- YOUR ASSIGNMENT
I would like you to transcribe all of the data exactly.
─── MATERIAL FOR THIS EXERCISE
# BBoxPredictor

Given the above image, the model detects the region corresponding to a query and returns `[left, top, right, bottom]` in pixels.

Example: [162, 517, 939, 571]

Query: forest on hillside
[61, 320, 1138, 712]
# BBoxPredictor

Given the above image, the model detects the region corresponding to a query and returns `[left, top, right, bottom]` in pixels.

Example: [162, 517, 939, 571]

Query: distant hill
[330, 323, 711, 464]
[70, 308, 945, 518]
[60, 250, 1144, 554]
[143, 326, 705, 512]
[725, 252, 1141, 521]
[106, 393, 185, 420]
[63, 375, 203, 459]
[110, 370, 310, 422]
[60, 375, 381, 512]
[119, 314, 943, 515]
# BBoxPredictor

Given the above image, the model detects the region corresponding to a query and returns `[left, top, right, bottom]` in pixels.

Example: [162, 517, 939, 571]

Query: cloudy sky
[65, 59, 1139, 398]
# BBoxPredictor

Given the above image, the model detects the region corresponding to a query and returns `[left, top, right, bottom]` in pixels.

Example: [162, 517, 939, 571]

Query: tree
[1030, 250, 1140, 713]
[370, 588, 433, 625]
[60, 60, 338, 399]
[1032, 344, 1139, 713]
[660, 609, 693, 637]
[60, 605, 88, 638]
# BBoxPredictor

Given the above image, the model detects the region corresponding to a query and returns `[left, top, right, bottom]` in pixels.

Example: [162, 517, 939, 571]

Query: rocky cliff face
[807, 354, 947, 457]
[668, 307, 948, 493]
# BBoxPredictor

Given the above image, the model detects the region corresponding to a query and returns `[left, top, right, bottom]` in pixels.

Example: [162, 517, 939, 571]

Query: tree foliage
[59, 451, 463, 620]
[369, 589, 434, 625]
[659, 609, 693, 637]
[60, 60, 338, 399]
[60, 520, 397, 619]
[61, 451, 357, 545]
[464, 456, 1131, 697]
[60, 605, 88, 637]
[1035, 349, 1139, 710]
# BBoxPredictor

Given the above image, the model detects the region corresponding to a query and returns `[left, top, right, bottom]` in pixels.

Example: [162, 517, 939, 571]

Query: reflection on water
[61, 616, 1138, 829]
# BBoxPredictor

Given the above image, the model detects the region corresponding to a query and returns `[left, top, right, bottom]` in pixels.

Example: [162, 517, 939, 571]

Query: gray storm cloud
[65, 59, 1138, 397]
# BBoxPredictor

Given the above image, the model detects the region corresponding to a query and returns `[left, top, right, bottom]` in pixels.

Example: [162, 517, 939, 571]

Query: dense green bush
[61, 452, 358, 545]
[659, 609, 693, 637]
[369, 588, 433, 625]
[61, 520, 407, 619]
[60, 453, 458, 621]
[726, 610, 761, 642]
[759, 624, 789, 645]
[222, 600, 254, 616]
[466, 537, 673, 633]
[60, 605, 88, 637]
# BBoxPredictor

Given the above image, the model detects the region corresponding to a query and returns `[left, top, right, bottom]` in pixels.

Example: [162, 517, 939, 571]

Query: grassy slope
──────
- WORKED SOLUTION
# BBoxPredictor

Given the above image, the model detects the region corresponding to a query and returns `[left, top, right, bottom]` in pixels.

Example: [162, 517, 939, 571]

Query: forest on hillside
[61, 320, 1138, 712]
# BBoxPredictor

Given the above image, the model detects the region corresponding to a query and returns `[left, top, right, bottom]` in pixels.

Example: [162, 517, 939, 571]

Query: distant hill
[330, 323, 711, 464]
[70, 308, 945, 518]
[60, 250, 1144, 554]
[143, 326, 705, 512]
[725, 252, 1141, 521]
[106, 393, 185, 420]
[63, 375, 203, 459]
[110, 370, 310, 422]
[60, 375, 381, 512]
[119, 314, 943, 515]
# BBoxPredictor

Given the above image, the model detects the region corresponding to a query and returns `[left, top, right, bottom]` in pixels.

Example: [162, 517, 939, 571]

Query: cloudy sky
[65, 59, 1139, 398]
# BBoxPredictor

Given the above image, the model detects the region corresponding to a query and returns `[left, top, right, bottom]` in pixels.

Example: [162, 517, 939, 571]

Query: tree
[1030, 250, 1140, 713]
[370, 588, 433, 625]
[60, 60, 338, 399]
[1032, 344, 1139, 713]
[660, 609, 693, 637]
[60, 605, 88, 638]
# BBoxPredictor

Given the above image, the model detects the region corresponding to a query and returns `[left, top, right, bottom]` in pixels.

Example: [162, 517, 939, 571]

Query: rocky cliff face
[807, 354, 947, 457]
[668, 307, 948, 493]
# BBoxPredictor

Given the above image, the model detects the region corresponding to a query and returns `[left, top, right, bottom]` in pixels.

Example: [162, 517, 939, 571]

Query: tree foliage
[59, 451, 463, 620]
[369, 589, 434, 625]
[659, 609, 693, 637]
[60, 60, 338, 399]
[60, 520, 397, 619]
[61, 451, 357, 545]
[464, 456, 1131, 697]
[60, 605, 88, 637]
[1035, 349, 1139, 710]
# BBoxPredictor

Given the above image, the model detects the region corresponding to a query and returns `[left, top, right, bottom]` in pixels.

Example: [162, 517, 939, 571]

Query: reflection on water
[61, 616, 1138, 829]
# BBoxPredictor

Given the above image, the model detects the region corresponding to a query and returns `[left, top, right, bottom]` in pixels.

Example: [162, 517, 939, 571]

Query: gray storm cloud
[65, 59, 1138, 397]
# BBoxPredictor

Given the above image, the model detects the region corresponding to a query and returns `[left, top, right, bottom]` in pixels.

Example: [162, 517, 939, 571]

Query: dense green bush
[61, 452, 358, 545]
[659, 609, 693, 637]
[369, 588, 433, 625]
[61, 520, 407, 619]
[60, 453, 458, 621]
[726, 610, 761, 642]
[759, 624, 789, 645]
[222, 600, 254, 616]
[466, 537, 673, 633]
[60, 605, 88, 637]
# BBoxPredictor

Given the above image, the model detects the region corresponding to a query and returns `[left, top, right, bottom]` in pixels.

Example: [162, 517, 939, 571]

Query: grassy slope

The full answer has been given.